Vegas Bighorn
- Sport: Ultimate frisbee
- Founded: 2025
- League: Ultimate Frisbee Association
- Division: West
- Based in: Las Vegas, Nevada
- Stadium: Bonanza High School
- Colors: Brown, Black, and White
- Head coach: Matt Bode
- Website: watchufa.com/bighorns

= Vegas Bighorns =

American professional ultimate team

The Vegas Bighorns are a professional ultimate team based in Las Vegas, Nevada. The Bighorns compete in the Ultimate Frisbee Association (UFA) as a member of the West Division. They play home games at Bonanza High School.

== History ==

=== Founding and inaugural season ===
The 2025 season marked the inaugural season for the Bighorns. Their home games would be played at Bonanza High School. The Bighorns ended the 2025 season winless at 0-12, last in their division, the worst record in the league that season, sitting at the bottom of the UFA in nearly every major statistical category except huck attempts and blocks.

☆ ☆ ☆ ☆ ☆ ☆ ☆

Task requirements:
1. In the article on the Vegas Bighorns, who is named as head coach?
2. Transcribe part of the Vegas Bighorns article: begin at the words "American professional ultimate" and stop after "attempts and blocks.".
The listing after the article isn't needed for the tasks.

Data rows:

☆ ☆ ☆ ☆ ☆ ☆ ☆

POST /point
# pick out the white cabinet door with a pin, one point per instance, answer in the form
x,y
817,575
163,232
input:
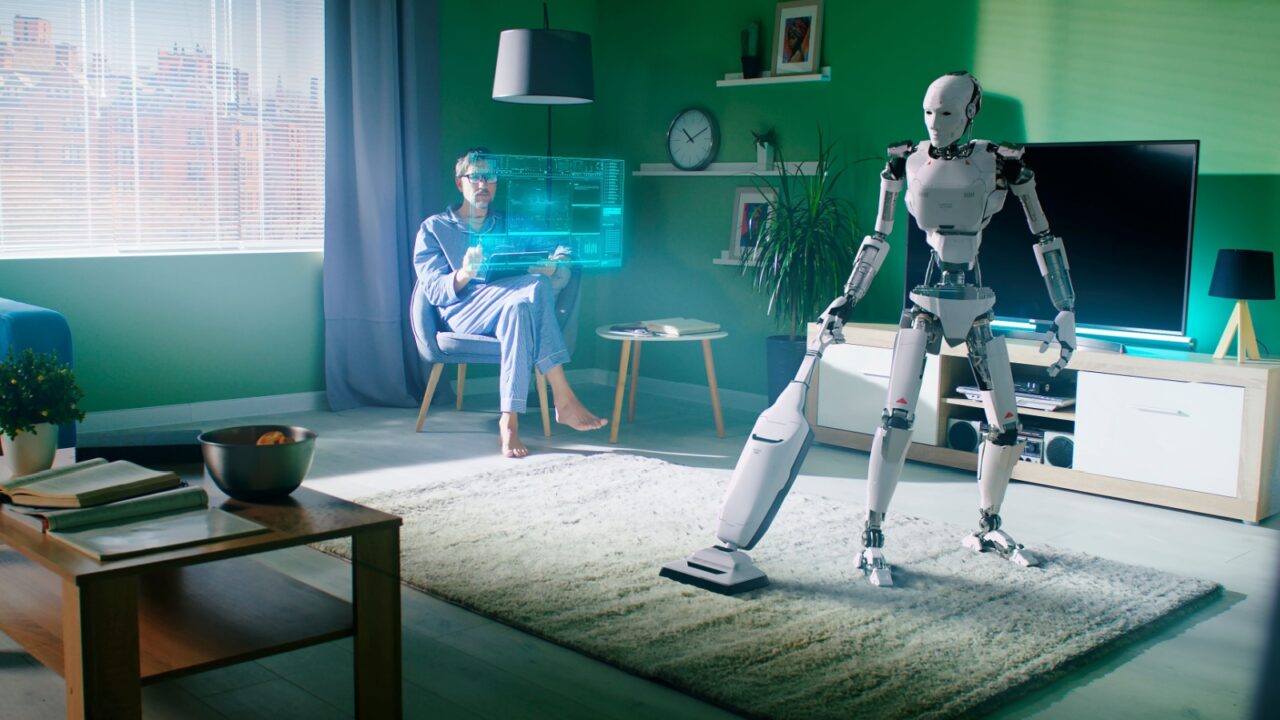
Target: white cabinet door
x,y
1162,432
854,384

☆ ☆ ☆ ☆ ☆ ☆ ☆

Expected results:
1. Matt Bode

2.
American professional ultimate team

The Vegas Bighorns are a professional ultimate team based in Las Vegas, Nevada. The Bighorns compete in the Ultimate Frisbee Association (UFA) as a member of the West Division. They play home games at Bonanza High School.

== History ==

=== Founding and inaugural season ===
The 2025 season marked the inaugural season for the Bighorns. Their home games would be played at Bonanza High School. The Bighorns ended the 2025 season winless at 0-12, last in their division, the worst record in the league that season, sitting at the bottom of the UFA in nearly every major statistical category except huck attempts and blocks.